What you will do ->
Scan the listing below for the word "instance" and copy every line where it occurs.

Task input ->
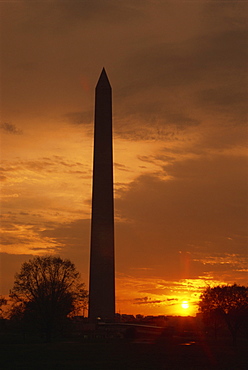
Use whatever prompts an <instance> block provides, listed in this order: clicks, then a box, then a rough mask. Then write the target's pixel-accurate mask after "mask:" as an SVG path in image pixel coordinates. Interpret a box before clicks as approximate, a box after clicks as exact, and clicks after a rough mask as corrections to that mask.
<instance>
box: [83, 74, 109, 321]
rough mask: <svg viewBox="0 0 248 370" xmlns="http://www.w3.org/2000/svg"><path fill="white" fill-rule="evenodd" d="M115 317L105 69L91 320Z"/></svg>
mask: <svg viewBox="0 0 248 370" xmlns="http://www.w3.org/2000/svg"><path fill="white" fill-rule="evenodd" d="M114 316H115V257H114V196H113V149H112V89H111V85H110V83H109V80H108V77H107V74H106V71H105V69H103V70H102V73H101V75H100V78H99V80H98V83H97V85H96V90H95V126H94V162H93V192H92V218H91V247H90V289H89V319H90V320H92V321H95V320H97V319H102V320H104V321H106V320H107V321H110V322H111V321H114Z"/></svg>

Solved problem ->
Use whatever prompts an <instance> block provides, listed in this order: clicks, then a box, then a rough mask. Then write the target's pixel-accurate mask after "mask:" as an SVG path in image pixel coordinates. Interpret a box before clicks as approximate, a box after clicks as exact, and clicks after a rough mask as corrections to that mask.
<instance>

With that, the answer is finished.